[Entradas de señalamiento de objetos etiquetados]

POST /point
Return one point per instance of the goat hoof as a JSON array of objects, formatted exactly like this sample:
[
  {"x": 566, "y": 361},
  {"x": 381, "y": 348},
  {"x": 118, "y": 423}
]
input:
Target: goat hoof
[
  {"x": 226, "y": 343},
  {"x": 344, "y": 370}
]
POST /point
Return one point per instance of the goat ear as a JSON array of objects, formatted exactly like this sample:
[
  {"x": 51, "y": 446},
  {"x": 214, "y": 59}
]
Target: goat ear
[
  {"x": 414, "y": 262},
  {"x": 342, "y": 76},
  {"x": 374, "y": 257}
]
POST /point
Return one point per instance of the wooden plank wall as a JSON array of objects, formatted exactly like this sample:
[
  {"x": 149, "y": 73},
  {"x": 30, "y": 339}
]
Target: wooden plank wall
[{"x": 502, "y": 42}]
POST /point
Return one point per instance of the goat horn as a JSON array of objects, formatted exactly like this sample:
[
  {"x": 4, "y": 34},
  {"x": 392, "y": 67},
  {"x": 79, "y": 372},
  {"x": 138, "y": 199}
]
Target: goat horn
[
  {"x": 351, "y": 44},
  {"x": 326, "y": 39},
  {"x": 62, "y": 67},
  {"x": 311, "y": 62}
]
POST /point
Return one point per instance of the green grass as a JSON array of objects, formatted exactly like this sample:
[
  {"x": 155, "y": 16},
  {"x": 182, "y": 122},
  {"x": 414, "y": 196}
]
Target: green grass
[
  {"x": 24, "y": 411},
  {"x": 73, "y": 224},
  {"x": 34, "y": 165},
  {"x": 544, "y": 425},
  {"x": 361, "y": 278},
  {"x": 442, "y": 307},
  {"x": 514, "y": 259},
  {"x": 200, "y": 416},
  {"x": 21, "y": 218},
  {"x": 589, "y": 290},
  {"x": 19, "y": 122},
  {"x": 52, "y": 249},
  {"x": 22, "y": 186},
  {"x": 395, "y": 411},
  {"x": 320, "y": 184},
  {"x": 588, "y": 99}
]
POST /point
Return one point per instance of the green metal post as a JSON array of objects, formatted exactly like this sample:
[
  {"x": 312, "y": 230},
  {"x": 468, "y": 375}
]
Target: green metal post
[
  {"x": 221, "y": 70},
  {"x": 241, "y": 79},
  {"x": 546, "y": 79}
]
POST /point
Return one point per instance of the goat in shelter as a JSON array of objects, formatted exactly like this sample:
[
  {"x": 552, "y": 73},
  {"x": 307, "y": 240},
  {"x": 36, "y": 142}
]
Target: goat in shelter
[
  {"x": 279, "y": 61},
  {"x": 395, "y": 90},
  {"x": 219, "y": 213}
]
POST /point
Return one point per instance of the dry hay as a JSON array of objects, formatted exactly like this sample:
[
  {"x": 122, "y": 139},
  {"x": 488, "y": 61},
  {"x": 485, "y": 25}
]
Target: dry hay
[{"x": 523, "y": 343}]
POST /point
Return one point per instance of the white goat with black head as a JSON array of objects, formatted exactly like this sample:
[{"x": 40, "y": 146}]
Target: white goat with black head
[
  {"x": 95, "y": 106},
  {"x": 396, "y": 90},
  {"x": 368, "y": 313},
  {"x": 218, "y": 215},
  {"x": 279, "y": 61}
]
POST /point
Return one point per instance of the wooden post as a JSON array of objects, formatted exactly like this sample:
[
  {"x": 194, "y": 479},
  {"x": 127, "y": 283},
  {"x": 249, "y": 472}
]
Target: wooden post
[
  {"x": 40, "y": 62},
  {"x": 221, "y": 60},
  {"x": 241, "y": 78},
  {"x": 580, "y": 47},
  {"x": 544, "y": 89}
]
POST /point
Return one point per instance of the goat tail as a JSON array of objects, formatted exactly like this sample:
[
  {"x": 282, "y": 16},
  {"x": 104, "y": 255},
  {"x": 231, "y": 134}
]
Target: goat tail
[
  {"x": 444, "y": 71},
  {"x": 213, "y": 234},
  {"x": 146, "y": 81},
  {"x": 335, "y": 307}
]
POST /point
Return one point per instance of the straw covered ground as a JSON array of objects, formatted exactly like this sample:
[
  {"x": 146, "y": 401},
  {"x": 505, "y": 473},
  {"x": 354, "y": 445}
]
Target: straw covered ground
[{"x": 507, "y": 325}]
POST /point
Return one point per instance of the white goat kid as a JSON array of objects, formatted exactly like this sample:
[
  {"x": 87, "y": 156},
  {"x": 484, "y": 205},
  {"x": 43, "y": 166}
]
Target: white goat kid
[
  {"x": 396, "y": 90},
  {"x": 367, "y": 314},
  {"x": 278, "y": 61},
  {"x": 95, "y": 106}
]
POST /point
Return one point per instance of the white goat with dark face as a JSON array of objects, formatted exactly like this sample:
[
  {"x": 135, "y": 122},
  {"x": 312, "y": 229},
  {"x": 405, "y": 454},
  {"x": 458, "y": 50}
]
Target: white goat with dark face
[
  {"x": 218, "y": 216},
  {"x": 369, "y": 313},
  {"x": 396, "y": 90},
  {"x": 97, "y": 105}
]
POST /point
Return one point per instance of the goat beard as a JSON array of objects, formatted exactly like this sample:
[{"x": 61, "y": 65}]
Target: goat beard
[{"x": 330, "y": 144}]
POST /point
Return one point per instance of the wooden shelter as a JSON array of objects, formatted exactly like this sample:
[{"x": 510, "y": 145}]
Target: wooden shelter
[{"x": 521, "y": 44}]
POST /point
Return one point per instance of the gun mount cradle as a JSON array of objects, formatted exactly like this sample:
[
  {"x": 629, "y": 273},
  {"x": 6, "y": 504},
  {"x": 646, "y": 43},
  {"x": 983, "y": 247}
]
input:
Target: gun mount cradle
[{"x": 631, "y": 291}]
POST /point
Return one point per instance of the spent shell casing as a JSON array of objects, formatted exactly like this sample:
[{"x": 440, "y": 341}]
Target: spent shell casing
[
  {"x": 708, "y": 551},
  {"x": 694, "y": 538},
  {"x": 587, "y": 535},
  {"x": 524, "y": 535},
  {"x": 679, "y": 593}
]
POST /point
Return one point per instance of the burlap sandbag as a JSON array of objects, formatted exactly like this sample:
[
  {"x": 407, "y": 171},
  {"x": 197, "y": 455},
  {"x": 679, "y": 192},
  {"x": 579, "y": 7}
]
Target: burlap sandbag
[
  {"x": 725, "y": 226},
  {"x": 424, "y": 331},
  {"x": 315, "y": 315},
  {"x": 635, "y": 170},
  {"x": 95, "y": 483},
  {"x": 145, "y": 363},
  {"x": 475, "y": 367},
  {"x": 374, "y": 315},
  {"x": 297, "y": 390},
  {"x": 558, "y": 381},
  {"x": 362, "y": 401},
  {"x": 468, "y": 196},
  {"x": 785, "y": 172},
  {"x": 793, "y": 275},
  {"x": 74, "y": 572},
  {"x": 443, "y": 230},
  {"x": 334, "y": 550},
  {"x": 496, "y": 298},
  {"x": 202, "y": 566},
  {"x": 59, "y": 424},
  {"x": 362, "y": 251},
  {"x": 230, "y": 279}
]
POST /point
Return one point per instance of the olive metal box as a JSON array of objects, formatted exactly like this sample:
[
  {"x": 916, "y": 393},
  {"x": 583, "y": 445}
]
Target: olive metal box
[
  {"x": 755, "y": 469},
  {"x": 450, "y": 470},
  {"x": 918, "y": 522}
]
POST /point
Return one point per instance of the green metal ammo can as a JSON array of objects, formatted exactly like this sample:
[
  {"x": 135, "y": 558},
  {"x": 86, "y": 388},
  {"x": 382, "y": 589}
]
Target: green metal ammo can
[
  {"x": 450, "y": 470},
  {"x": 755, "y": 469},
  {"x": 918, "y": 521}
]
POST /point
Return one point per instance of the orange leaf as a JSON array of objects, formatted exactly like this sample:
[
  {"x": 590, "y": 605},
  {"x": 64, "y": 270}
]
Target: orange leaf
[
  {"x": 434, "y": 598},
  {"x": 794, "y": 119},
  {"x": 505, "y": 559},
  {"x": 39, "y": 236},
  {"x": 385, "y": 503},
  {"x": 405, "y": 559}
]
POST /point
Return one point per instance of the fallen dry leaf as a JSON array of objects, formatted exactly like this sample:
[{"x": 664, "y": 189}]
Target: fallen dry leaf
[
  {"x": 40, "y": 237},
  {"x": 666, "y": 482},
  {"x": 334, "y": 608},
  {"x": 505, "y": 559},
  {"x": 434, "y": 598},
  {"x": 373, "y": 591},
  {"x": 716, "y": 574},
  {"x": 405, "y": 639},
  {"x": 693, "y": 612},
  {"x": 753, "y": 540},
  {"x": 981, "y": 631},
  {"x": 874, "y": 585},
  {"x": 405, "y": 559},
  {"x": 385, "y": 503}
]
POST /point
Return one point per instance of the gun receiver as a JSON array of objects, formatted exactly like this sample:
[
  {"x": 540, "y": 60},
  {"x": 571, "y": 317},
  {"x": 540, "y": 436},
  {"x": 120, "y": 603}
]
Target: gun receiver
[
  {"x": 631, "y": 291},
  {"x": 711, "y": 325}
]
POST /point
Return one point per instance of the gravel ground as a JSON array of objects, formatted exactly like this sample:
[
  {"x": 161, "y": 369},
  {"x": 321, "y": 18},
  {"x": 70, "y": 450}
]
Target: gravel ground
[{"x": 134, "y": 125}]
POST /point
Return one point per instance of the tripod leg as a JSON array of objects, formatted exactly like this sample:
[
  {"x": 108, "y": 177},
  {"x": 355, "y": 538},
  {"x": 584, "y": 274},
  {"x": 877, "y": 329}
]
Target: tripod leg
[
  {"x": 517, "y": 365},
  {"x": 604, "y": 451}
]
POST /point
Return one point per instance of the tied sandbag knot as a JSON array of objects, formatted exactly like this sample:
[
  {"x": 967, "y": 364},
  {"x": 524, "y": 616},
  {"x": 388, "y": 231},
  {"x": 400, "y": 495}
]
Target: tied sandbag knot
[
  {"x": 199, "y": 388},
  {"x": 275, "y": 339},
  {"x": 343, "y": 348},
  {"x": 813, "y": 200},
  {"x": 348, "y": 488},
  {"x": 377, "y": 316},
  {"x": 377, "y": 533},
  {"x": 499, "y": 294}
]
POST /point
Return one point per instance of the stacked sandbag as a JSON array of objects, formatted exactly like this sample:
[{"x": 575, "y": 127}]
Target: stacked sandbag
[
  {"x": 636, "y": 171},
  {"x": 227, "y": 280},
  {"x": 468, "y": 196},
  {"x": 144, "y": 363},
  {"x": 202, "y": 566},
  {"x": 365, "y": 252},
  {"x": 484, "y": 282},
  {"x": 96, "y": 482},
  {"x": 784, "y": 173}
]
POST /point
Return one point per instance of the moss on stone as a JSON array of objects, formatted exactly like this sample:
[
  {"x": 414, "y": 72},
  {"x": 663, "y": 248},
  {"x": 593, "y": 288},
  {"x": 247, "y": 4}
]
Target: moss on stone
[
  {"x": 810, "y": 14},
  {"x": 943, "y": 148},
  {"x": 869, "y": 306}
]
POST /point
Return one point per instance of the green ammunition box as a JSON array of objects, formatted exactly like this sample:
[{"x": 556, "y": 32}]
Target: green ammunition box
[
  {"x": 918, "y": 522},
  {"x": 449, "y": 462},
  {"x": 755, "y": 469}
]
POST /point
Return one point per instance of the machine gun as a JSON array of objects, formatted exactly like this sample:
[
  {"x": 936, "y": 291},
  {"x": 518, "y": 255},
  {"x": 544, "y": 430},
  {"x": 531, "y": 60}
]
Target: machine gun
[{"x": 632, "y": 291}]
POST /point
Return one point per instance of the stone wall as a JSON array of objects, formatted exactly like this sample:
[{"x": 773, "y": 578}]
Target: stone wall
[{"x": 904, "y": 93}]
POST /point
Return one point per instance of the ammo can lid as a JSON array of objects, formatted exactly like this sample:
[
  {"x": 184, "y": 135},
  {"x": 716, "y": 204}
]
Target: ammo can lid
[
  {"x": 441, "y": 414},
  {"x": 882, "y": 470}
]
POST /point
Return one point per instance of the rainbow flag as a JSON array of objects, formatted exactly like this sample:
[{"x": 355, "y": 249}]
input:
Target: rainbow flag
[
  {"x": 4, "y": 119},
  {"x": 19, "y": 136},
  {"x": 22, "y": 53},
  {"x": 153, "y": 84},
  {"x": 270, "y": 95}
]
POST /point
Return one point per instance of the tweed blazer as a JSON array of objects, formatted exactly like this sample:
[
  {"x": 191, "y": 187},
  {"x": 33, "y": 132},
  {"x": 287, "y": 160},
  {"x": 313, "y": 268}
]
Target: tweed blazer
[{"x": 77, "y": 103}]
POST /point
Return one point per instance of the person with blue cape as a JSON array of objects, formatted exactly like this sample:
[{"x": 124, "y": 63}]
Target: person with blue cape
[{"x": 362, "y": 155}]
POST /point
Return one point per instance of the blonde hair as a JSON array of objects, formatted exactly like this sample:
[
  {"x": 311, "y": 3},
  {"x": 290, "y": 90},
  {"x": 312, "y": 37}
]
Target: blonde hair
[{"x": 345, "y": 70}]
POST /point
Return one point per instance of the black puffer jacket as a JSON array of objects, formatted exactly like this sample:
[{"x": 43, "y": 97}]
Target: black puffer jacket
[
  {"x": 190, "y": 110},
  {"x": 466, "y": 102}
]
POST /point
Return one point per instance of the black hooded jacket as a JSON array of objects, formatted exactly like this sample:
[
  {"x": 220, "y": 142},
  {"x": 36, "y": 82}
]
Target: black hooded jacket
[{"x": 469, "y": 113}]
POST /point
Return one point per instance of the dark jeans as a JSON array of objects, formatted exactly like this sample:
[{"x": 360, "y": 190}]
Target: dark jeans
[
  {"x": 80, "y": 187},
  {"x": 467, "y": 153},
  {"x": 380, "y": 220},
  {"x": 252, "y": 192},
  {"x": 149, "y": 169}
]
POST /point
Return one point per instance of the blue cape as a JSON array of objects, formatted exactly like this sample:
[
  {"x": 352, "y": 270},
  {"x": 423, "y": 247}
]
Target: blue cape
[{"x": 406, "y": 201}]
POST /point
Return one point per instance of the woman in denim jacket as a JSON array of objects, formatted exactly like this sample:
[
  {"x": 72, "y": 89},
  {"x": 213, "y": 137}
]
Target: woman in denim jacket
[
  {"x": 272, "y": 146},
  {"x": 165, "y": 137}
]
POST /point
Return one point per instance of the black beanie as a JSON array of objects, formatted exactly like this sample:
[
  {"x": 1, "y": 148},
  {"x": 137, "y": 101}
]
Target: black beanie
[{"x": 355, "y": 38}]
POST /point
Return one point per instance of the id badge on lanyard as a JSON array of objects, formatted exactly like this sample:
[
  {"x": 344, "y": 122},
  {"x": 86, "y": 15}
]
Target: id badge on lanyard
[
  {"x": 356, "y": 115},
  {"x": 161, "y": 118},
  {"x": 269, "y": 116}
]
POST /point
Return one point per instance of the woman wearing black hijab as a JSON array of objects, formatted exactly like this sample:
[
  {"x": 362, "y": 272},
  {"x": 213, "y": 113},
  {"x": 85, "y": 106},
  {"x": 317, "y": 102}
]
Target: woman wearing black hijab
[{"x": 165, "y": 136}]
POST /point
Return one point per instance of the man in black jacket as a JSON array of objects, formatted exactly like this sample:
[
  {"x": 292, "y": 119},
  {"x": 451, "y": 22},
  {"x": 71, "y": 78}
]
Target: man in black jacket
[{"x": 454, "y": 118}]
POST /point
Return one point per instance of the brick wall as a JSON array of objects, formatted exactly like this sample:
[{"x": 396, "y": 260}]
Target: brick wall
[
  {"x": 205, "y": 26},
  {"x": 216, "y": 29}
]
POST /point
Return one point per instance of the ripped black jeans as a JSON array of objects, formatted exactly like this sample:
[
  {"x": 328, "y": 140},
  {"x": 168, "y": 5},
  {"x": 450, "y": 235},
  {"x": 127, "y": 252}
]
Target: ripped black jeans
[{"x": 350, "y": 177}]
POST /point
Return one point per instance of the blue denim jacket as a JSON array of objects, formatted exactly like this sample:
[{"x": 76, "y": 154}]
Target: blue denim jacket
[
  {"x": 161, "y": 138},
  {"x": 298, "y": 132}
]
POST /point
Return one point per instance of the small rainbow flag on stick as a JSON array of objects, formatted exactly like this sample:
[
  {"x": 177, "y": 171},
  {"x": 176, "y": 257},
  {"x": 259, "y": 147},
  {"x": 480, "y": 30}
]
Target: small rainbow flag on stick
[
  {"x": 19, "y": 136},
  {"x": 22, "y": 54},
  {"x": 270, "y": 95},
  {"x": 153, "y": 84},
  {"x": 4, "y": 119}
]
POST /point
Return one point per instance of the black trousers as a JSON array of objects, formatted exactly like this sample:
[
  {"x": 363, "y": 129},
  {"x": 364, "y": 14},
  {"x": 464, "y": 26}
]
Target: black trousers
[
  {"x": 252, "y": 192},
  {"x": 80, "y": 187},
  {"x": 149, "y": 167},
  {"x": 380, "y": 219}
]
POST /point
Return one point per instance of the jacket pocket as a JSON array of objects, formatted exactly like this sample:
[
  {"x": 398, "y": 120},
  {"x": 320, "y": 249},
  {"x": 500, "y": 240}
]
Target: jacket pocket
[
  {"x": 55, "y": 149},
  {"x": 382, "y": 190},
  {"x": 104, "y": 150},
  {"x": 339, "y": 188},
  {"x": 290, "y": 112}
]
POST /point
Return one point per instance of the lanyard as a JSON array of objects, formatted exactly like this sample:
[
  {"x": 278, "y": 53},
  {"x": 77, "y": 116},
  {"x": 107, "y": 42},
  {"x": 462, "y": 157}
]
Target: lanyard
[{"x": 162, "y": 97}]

* **TAREA**
Reúne todas las líneas de los ítems que contengan la palabra "trousers", respetando mayúsculas y minúsculas.

* **RESPUESTA ESCRITA**
Return one point per instance of the black trousers as a JSON array of objects, formatted exactly like this sample:
Target: black trousers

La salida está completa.